GIVEN EXERCISE:
Rewrite the stretch from the start of the records through the line containing "(1046, 728)", switching "scrubland" to "heathland" and leaving everything else unchanged.

A run of records:
----

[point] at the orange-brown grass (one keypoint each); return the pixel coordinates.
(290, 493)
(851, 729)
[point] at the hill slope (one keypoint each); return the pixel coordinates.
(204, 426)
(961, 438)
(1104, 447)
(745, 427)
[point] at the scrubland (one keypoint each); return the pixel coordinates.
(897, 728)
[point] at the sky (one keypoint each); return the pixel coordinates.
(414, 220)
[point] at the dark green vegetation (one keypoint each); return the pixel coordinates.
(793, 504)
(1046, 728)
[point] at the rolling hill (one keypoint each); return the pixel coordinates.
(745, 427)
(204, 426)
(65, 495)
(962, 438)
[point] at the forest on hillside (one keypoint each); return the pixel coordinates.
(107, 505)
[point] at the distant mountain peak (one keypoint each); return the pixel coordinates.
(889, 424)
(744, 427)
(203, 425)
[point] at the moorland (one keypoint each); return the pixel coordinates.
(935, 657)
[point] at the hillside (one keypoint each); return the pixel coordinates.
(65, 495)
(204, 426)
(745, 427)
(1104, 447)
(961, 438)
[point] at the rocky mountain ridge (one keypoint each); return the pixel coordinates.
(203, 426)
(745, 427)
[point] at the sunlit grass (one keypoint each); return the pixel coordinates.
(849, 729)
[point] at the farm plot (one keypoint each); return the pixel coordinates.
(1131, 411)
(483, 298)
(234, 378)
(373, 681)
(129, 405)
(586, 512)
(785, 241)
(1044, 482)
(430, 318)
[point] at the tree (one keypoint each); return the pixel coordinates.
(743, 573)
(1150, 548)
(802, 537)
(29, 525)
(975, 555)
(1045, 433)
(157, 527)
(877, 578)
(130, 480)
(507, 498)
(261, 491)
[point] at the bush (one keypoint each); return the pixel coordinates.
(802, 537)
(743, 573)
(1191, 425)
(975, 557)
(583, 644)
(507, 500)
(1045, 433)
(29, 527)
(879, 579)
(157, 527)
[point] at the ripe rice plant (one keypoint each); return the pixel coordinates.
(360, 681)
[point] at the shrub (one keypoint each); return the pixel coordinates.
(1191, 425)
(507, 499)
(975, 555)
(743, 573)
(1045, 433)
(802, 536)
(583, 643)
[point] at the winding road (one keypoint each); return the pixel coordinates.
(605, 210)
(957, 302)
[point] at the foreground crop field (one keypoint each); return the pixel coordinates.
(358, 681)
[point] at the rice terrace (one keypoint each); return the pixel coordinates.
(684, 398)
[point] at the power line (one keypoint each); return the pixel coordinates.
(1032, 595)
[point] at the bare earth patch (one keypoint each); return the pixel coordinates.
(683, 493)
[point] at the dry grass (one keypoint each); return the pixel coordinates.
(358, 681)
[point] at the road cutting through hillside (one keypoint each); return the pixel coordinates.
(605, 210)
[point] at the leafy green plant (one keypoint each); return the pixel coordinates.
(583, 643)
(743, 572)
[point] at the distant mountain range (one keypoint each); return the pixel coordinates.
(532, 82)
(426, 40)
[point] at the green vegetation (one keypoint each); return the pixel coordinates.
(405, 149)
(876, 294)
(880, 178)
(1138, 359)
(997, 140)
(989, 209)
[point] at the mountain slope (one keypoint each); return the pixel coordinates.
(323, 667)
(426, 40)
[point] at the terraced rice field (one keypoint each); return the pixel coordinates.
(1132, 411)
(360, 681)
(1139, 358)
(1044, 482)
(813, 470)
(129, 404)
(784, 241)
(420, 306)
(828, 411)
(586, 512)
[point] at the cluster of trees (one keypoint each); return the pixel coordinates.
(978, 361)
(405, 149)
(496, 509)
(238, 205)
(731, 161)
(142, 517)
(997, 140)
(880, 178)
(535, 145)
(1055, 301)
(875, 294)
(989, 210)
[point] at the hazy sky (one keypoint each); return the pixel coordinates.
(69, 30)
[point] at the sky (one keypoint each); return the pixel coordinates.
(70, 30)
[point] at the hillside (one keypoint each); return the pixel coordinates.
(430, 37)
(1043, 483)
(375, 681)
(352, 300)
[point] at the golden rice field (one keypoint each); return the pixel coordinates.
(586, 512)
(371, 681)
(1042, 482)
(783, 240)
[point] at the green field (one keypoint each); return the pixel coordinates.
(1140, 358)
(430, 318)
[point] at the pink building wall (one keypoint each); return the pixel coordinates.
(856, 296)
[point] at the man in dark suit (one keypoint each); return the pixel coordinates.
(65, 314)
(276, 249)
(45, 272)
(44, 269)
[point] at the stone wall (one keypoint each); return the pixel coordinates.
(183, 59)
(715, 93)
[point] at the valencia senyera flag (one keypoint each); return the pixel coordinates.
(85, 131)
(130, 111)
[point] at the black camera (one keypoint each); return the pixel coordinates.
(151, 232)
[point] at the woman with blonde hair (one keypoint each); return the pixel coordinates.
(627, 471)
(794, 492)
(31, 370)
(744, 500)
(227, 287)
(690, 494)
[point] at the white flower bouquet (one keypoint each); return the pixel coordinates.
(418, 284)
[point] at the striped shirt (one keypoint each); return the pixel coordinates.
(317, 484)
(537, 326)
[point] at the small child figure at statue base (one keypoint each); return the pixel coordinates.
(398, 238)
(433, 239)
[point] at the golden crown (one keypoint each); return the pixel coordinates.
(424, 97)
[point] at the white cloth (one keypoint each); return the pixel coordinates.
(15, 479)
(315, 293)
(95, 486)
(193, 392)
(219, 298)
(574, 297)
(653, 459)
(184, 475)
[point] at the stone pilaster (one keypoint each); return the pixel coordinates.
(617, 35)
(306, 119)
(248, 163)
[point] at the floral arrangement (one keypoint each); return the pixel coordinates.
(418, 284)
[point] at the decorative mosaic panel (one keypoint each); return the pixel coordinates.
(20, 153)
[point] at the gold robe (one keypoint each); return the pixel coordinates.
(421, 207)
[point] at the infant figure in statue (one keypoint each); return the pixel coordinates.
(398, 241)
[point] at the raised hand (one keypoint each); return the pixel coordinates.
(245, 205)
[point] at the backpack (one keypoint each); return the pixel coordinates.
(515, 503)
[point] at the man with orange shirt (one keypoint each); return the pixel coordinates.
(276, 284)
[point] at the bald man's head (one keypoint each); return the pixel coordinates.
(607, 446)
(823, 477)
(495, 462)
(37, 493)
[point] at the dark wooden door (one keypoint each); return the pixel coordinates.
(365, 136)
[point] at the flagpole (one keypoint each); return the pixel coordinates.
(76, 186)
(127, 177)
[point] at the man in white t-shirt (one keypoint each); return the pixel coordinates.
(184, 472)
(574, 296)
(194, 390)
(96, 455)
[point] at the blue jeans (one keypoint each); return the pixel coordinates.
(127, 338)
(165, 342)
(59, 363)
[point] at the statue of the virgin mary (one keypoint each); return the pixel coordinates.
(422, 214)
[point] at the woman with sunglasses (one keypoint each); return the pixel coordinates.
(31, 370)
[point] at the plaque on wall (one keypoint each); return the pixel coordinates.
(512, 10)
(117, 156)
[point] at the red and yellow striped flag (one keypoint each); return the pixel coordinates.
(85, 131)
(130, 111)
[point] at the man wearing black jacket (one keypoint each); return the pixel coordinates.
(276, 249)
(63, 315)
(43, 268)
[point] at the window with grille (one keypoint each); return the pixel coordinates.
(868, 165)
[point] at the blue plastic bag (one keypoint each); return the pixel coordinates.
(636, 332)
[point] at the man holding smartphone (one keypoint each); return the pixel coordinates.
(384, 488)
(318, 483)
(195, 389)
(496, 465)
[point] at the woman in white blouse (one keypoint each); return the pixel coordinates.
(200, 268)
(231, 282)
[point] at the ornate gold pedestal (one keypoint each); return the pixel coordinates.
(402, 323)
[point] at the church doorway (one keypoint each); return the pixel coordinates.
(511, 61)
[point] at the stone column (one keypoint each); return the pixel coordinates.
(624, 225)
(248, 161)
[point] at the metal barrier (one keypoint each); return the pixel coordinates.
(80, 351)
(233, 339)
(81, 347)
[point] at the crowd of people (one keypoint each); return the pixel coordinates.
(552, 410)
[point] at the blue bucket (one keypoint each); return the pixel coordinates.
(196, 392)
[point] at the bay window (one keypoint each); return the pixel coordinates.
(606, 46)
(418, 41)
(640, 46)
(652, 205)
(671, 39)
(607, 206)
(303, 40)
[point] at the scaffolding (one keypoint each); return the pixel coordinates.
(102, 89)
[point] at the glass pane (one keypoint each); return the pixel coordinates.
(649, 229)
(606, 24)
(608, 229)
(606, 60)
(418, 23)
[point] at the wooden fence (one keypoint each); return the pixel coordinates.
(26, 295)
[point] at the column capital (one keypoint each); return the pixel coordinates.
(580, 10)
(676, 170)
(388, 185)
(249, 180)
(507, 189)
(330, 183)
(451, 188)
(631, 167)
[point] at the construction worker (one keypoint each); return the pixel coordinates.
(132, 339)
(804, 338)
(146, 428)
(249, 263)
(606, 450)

----

REPLY:
[point] at the orange-brown grass (one keypoint each); return the pixel coordinates.
(290, 493)
(851, 729)
[point] at the hill slope (one keypoint each); return the pixel coordinates.
(204, 426)
(961, 438)
(1104, 447)
(745, 427)
[point] at the heathland (one keypoint each); return the pixel coordinates.
(897, 728)
[point] at the sky (one keypoint each); return the pixel coordinates.
(414, 220)
[point] at the dark green vegetation (one keypoint each); return the pixel coordinates.
(793, 504)
(1046, 728)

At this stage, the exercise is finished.